Das rote Tuch – Nr. 101

  • „Jamaika“: Eine Koalition gegen die Arbeiter – und angeheizt von der AfD

    Alles rätselt: Wie schaffen es CDU, CSU, FDP und Grüne, eine Regierung zu bilden, obwohl sie in so vielen Fragen gegensätzliche Positionen haben? Dabei ist die Antwort einfach: Alle vier wollen an die Futtertröge der Regierung – da ist alles andere nicht so wichtig.

    Eins jedoch steht schon fest: Einmal an der Regierung, wird diese „Jamaika-Koalition“ eine offen arbeiterfeindliche Politik machen. Denn in diesem Punkt sind sich alle vier Parteien einig.
     
    Klar, das ist nichts Neues. Auch die CDU-SPD-Koalition hat die Lage der Arbeiter weiter verschlechtert. Und letztlich setzt jede Regierung die Politik um, die die Kapitalisten verlangen. Doch die FDP und Teile der CDU stehen dabei ganz offen auf der Seite der Bosse.

    Sie haben sogar Wahlkampf damit gemacht, dass sie mit der Politik der „sozialen Geschenke“ Schluss machen wollen. Dass Paketboten und Frisörinnen wenigstens einen Mindestlohn von 8,84 Euro bekommen, nennen sie ein „Geschenk“! Nach 45 Jahren Arbeit mit 63 in Rente zu gehen, nennen sie ein „Geschenk“! Ja, wir erarbeiten alles, doch jeden winzigen Teil, den wir davon als Lohn oder Rente zurückbekommen, bezeichnen sie als „Geschenk“ an uns.
     
    Die FDP hat außerdem damit geworben, sie wolle die Unternehmer aus ihren „Fesseln“ befreien. Was sie damit meint, zeigt uns die CDU-FPD-Landesregie-rung in NRW. Die hat als allererstes ein „Entfesselungspaket“ verabschiedet, das den Unternehmern erlaubt, die Bauarbeiter auch noch jeden Samstag auszubeuten – und die Verkäuferinnen an zahlreichen Sonntagen. Sprich: Sie fesseln die Arbeiter noch mehr, um die Unternehmer von jeder Einschränkung, Profit zu machen, zu befreien!

## AUFGABEN
A) Welchen Mindestlohn für Paketboten und Frisörinnen nennt der Artikel zur Jamaika-Koalition?
B) Entnimm dem Artikel zur Jamaika-Koalition wörtlich den Abschnitt von „Die FDP hat“ bis einschließlich „machen, zu befreien!“.
C) Führe den Artikel zur Jamaika-Koalition im Anschluss an seinen letzten Satz weiter.

## EINTRÄGE

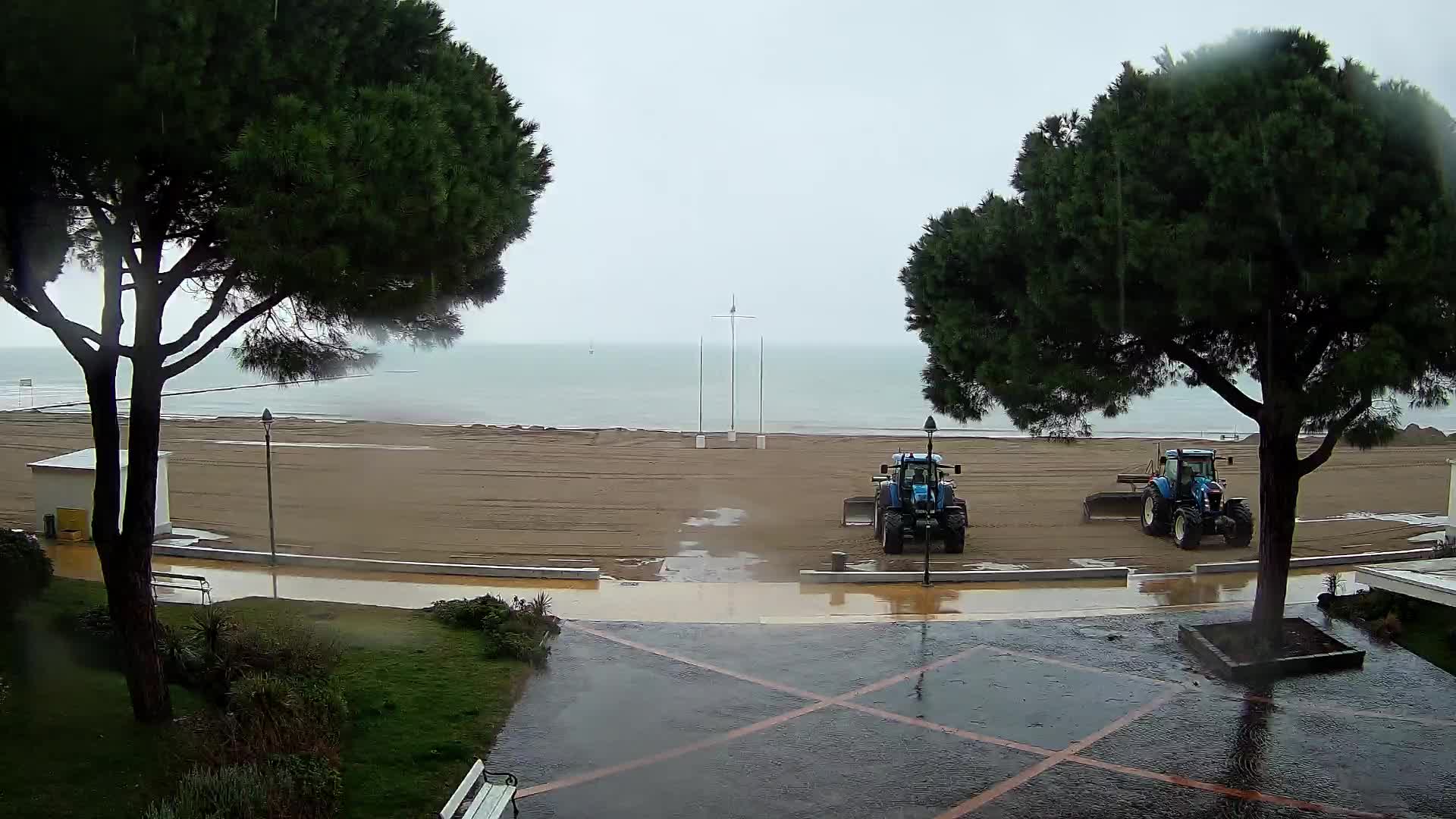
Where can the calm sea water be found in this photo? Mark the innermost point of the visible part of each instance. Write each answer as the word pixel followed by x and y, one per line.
pixel 655 387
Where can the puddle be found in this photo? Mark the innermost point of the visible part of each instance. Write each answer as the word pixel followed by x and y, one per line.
pixel 718 518
pixel 313 445
pixel 1408 518
pixel 701 567
pixel 989 566
pixel 181 537
pixel 197 534
pixel 1094 563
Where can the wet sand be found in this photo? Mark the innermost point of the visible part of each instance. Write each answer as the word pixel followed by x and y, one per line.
pixel 648 506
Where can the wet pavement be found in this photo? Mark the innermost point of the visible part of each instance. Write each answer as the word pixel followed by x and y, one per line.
pixel 721 602
pixel 1030 717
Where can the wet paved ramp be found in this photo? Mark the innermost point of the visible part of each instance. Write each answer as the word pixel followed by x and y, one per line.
pixel 1055 717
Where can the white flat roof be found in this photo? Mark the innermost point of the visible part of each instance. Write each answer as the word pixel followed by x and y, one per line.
pixel 1432 580
pixel 82 460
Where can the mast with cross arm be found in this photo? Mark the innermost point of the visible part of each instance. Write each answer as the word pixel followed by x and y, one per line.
pixel 733 378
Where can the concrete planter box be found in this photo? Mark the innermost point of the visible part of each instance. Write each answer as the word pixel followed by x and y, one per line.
pixel 1204 642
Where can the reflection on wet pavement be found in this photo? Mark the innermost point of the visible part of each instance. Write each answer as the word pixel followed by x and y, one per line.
pixel 1019 719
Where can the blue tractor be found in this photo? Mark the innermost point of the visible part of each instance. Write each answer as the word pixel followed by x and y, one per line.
pixel 1187 497
pixel 915 500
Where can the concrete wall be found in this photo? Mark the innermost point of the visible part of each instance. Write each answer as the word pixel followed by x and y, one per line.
pixel 1451 506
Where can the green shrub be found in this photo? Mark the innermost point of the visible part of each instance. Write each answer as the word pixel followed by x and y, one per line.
pixel 517 632
pixel 287 786
pixel 280 649
pixel 479 613
pixel 303 786
pixel 25 570
pixel 271 714
pixel 209 627
pixel 234 792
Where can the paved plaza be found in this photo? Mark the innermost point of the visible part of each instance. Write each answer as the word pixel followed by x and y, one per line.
pixel 1053 717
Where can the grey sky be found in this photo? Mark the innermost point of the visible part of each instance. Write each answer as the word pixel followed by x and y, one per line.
pixel 791 152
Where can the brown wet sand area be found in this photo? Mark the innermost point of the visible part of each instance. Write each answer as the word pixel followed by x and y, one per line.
pixel 648 506
pixel 1030 719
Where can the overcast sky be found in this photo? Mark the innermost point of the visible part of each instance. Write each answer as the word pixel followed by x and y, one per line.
pixel 791 152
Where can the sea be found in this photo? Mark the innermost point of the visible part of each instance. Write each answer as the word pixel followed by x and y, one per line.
pixel 805 390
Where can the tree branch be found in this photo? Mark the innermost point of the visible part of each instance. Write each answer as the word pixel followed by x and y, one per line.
pixel 72 335
pixel 215 309
pixel 1212 378
pixel 1316 460
pixel 239 321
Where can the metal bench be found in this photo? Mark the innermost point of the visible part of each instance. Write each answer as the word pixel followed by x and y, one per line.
pixel 478 798
pixel 185 582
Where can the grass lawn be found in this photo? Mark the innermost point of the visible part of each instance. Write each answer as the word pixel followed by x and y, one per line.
pixel 422 706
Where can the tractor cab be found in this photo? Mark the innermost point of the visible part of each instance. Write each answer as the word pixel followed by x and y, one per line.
pixel 1191 474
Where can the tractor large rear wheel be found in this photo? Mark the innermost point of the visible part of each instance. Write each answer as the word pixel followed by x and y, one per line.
pixel 1242 532
pixel 954 531
pixel 1187 528
pixel 893 537
pixel 1156 516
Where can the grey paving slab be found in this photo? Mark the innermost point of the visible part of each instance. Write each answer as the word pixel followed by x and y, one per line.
pixel 833 763
pixel 599 704
pixel 1365 764
pixel 1017 698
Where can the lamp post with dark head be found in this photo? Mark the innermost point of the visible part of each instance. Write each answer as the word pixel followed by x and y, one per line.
pixel 934 487
pixel 273 545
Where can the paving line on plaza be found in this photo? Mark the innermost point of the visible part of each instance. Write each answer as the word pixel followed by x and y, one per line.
pixel 1223 790
pixel 1031 773
pixel 1050 758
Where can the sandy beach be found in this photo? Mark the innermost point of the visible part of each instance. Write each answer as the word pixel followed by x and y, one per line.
pixel 648 506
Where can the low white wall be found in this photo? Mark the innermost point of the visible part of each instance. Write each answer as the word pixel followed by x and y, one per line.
pixel 1101 572
pixel 369 564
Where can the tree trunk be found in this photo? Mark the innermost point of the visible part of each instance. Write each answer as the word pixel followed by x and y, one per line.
pixel 128 582
pixel 1279 493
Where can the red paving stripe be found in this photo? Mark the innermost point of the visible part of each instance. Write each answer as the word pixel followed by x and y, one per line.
pixel 673 752
pixel 984 798
pixel 1078 667
pixel 1298 706
pixel 699 664
pixel 928 725
pixel 1223 790
pixel 1009 784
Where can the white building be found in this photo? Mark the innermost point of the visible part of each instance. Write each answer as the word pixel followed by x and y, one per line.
pixel 69 482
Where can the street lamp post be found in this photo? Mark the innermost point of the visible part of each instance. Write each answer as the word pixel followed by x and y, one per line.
pixel 273 545
pixel 935 487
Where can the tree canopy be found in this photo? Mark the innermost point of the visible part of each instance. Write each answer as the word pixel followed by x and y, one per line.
pixel 321 172
pixel 346 161
pixel 1251 209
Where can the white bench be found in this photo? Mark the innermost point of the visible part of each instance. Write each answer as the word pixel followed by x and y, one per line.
pixel 478 798
pixel 182 582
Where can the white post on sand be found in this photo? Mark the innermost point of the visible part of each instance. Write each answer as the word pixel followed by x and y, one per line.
pixel 733 369
pixel 764 441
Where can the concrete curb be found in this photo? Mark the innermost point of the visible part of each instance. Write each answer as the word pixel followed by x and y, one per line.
pixel 1101 572
pixel 370 564
pixel 1316 560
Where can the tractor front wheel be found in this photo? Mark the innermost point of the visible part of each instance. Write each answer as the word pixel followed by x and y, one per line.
pixel 954 532
pixel 1155 512
pixel 894 537
pixel 881 502
pixel 1242 532
pixel 1187 528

## LÖSUNGEN
A) 8,84 Euro.

B)
Die FDP hat außerdem damit geworben, sie wolle die Unternehmer aus ihren „Fesseln“ befreien. Was sie damit meint, zeigt uns die CDU-FPD-Landesregie-rung in NRW. Die hat als allererstes ein „Entfesselungspaket“ verabschiedet, das den Unternehmern erlaubt, die Bauarbeiter auch noch jeden Samstag auszubeuten – und die Verkäuferinnen an zahlreichen Sonntagen. Sprich: Sie fesseln die Arbeiter noch mehr, um die Unternehmer von jeder Einschränkung, Profit zu machen, zu befreien!

C)
    Und es sind sicher nicht die Grünen – diese Partei der Mittelschichten – die einer solchen Politik im Weg stehen.
    „Jamaika“ wird eine Regierung, die mit Arroganz das Recht der Kapitalisten vertritt, für ihren Profit über Leichen zu gehen. Eine Regierung, die den Kapitalisten noch mehr Möglichkeiten verschaffen will, uns ungehindert auszubeuten. Die ihnen noch mehr Krankenhäuser zum Fraß vorwerfen und weiter die öffentlichen Kassen plündern will, um die Konzerne mit Subventionen und Geschenken zu überhäufen. Wir Arbeiter können und müssen uns darauf vorbereiten, uns dem zu widersetzen.
    Einige haben gedacht, sie könnten die Regierungsparteien mit all ihrer Verlogenheit und ihrer Verachtung für die einfache Bevölkerung bestrafen, indem sie AfD wählen. Doch das ist ein gefährlicher Irrtum. Denn die AfD ist kein ernsthaftes Problem für die herrschenden Parteien, dafür aber ein umso schlimmerer Feind der Arbeiter.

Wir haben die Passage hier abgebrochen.